Your assignment = From the entries below, report how many lines contain the string "query". Only the number is wanted.

☆ ☆ ☆ ☆ ☆ ☆ ☆

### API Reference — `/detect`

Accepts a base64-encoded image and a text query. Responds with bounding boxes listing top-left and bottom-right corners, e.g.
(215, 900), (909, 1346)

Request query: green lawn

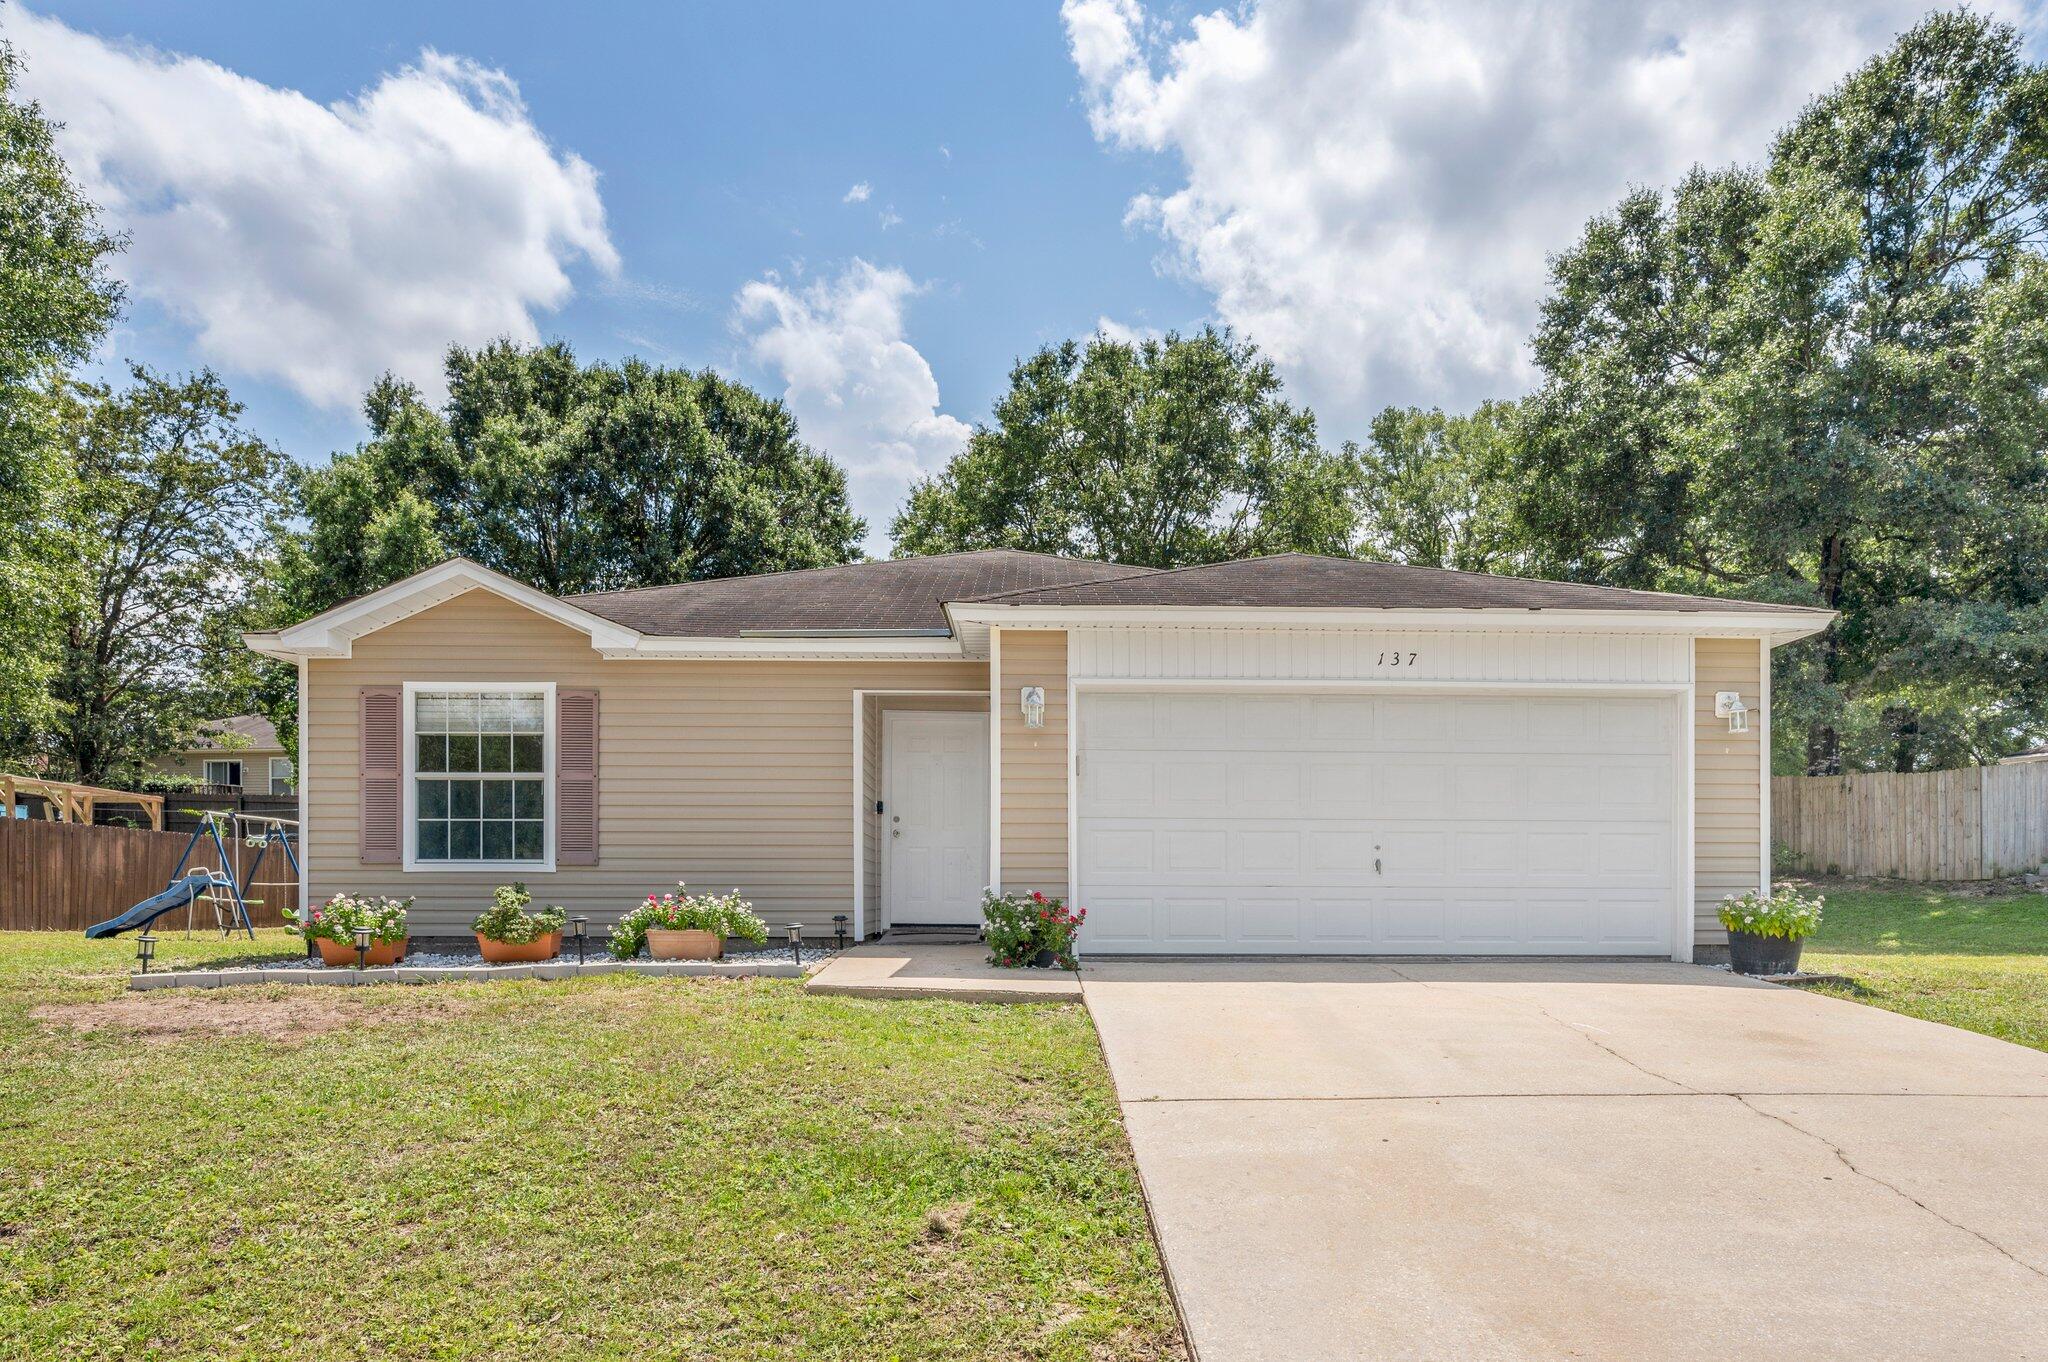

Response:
(0, 931), (1182, 1361)
(1795, 880), (2048, 1053)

☆ ☆ ☆ ☆ ☆ ☆ ☆

Worked solution = 2